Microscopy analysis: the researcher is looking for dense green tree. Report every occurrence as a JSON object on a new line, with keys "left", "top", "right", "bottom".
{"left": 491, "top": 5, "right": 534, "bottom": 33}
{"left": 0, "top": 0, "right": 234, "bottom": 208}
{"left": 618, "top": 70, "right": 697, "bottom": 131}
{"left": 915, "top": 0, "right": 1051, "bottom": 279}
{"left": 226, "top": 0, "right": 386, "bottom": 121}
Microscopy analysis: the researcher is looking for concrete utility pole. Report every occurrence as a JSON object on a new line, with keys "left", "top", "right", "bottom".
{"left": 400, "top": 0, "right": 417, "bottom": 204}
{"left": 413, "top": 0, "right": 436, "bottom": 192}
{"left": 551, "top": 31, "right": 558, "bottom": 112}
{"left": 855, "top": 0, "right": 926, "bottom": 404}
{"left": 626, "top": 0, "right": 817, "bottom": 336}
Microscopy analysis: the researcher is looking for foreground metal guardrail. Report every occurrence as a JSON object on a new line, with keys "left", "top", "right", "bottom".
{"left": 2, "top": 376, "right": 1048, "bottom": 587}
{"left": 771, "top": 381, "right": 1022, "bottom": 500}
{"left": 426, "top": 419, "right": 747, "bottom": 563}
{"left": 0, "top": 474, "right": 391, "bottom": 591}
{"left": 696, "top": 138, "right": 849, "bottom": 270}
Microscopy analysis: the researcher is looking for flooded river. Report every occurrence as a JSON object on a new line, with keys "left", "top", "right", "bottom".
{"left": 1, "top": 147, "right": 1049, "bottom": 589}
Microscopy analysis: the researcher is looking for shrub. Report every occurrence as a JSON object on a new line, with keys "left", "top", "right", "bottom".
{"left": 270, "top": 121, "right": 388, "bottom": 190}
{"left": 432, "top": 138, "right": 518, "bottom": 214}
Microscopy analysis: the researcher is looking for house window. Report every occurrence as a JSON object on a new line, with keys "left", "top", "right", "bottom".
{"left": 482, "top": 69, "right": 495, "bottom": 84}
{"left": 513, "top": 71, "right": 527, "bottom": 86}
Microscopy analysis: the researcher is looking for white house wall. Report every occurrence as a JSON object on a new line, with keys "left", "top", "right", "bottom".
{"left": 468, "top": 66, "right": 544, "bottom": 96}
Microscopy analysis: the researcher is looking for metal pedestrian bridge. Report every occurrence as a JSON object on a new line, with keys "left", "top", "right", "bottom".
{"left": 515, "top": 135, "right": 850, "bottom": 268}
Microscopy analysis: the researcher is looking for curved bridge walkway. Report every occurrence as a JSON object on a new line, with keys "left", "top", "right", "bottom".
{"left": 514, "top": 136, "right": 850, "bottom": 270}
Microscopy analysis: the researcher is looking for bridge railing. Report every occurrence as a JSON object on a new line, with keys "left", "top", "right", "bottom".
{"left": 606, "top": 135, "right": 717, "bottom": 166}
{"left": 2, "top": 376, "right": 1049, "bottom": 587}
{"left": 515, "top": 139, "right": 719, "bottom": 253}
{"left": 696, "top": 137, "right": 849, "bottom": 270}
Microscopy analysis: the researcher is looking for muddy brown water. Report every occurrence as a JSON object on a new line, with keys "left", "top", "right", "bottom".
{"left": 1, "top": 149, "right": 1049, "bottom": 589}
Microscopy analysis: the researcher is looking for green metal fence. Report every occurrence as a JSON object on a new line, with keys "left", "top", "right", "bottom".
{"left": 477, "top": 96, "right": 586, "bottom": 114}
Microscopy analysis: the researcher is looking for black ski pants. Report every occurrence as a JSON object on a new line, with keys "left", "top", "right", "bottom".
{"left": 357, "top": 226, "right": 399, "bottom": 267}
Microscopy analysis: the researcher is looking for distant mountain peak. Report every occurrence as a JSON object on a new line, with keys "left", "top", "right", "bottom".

### [YOUR INSTRUCTIONS]
Retype the entries in full. Keep every line identical.

### [ANSWER BELOW]
Microscopy analysis: the researcher is looking for dense green tree. Report every occurrence as a JSON object on a new line, with keys "left", "top", "right", "bottom".
{"left": 491, "top": 5, "right": 534, "bottom": 33}
{"left": 0, "top": 0, "right": 234, "bottom": 208}
{"left": 618, "top": 70, "right": 697, "bottom": 131}
{"left": 915, "top": 0, "right": 1051, "bottom": 279}
{"left": 226, "top": 0, "right": 386, "bottom": 121}
Microscopy analysis: the researcher is looking for concrete utility pole. Report every occurrence as a JSON object on a new line, with keys "left", "top", "right", "bottom".
{"left": 400, "top": 0, "right": 417, "bottom": 204}
{"left": 413, "top": 0, "right": 436, "bottom": 192}
{"left": 551, "top": 31, "right": 558, "bottom": 112}
{"left": 855, "top": 0, "right": 926, "bottom": 404}
{"left": 626, "top": 0, "right": 817, "bottom": 336}
Microscopy analysis: the researcher is looking for foreground metal guardrail. Report every occurrence as a JSON object on a new line, with keys "left", "top", "right", "bottom".
{"left": 2, "top": 376, "right": 1048, "bottom": 587}
{"left": 771, "top": 381, "right": 1022, "bottom": 500}
{"left": 426, "top": 419, "right": 747, "bottom": 563}
{"left": 0, "top": 474, "right": 391, "bottom": 591}
{"left": 696, "top": 138, "right": 849, "bottom": 270}
Microscopy analysis: the researcher is looking for flooded river. Report every occurrence as a JSON object on a new line, with keys "left", "top", "right", "bottom".
{"left": 1, "top": 147, "right": 1049, "bottom": 589}
Microscopy analysis: the researcher is looking for shrub. Report every occurrence as a JSON object on a new line, with keys "left", "top", "right", "bottom".
{"left": 270, "top": 121, "right": 388, "bottom": 190}
{"left": 432, "top": 138, "right": 518, "bottom": 214}
Microscopy analysis: the researcher is looking for house window. Report every occurrence as a JSON object on a new line, with keys "left", "top", "right", "bottom".
{"left": 482, "top": 69, "right": 495, "bottom": 84}
{"left": 513, "top": 71, "right": 527, "bottom": 86}
Microscopy analysis: the researcher is looking for white house wall. Report every occurrence as a JSON object on a new line, with keys "left", "top", "right", "bottom".
{"left": 468, "top": 66, "right": 544, "bottom": 96}
Microscopy analysis: the researcher is looking for metal pedestrian bridge. Report every occurrence as a JSON object on a new line, with keys "left", "top", "right", "bottom".
{"left": 515, "top": 135, "right": 850, "bottom": 268}
Microscopy analysis: the researcher is looking for curved bridge walkway. Report every occurrence as a JSON object on a new line, with keys "left", "top", "right", "bottom".
{"left": 514, "top": 136, "right": 850, "bottom": 270}
Microscopy analysis: the researcher is looking for bridge railing. Report every occurrence as a JSON object on a new line, with keys "left", "top", "right", "bottom".
{"left": 606, "top": 135, "right": 717, "bottom": 166}
{"left": 2, "top": 376, "right": 1049, "bottom": 587}
{"left": 515, "top": 139, "right": 719, "bottom": 253}
{"left": 696, "top": 137, "right": 849, "bottom": 270}
Microscopy analysis: the researcher is looking for muddy brown water. Report every occurrence as a JSON object on a new line, with keys "left", "top", "right", "bottom".
{"left": 1, "top": 149, "right": 1049, "bottom": 589}
Microscopy analysis: the researcher is looking for green metal fence. Report every occurrence as a JSON object on a new line, with keys "left", "top", "right", "bottom".
{"left": 477, "top": 96, "right": 586, "bottom": 114}
Microscopy analysis: the researcher is looking for black ski pants. Report every occurrence as a JSON object on a new line, with keys "left", "top", "right", "bottom".
{"left": 357, "top": 226, "right": 399, "bottom": 267}
Microscopy analysis: the researcher is looking for distant mountain peak. Report every occurrence as a JSON object on a new line, with keys "left", "top", "right", "bottom".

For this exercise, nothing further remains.